▶ _Prompt_: Scale the items from the line with "locate dense green" through the end of the items, and give only those lines. Copy each request unchanged, and multiply every point coordinate in the answers by 1.45, rounding to whole numbers with halves rounded up.
- - -
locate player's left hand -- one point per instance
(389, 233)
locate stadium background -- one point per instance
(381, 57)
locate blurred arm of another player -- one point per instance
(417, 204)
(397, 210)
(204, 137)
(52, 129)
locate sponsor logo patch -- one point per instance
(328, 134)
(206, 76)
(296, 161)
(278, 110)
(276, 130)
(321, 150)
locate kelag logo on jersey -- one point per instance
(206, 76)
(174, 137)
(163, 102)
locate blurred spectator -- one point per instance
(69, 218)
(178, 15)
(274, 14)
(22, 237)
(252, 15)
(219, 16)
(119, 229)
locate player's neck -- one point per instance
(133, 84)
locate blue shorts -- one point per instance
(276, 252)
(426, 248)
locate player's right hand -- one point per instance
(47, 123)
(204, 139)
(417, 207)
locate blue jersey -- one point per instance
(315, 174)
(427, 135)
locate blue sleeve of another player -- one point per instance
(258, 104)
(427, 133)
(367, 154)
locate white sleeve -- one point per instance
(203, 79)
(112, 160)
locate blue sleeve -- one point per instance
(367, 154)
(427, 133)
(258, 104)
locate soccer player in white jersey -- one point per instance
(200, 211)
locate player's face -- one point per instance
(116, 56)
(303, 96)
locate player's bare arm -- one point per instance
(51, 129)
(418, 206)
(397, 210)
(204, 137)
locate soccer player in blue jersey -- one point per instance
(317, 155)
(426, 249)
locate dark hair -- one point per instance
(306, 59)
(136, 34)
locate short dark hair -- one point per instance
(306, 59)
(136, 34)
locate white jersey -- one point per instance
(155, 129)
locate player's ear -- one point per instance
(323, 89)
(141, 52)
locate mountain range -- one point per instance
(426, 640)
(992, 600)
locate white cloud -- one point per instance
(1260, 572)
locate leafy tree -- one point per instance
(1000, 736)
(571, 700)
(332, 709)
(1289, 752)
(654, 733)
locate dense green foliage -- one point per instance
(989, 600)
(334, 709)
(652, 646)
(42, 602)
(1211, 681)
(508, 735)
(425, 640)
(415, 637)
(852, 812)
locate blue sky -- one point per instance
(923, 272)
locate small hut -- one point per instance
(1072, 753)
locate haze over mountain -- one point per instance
- - -
▶ _Result_:
locate dense green foliage -- one point per instance
(1434, 870)
(484, 1028)
(945, 937)
(61, 873)
(1756, 987)
(737, 1066)
(616, 928)
(602, 924)
(1235, 1177)
locate blue sky -- one point per instance
(1338, 394)
locate small hut -- one point per instance
(1554, 1092)
locate haze over mountain -- one point per instance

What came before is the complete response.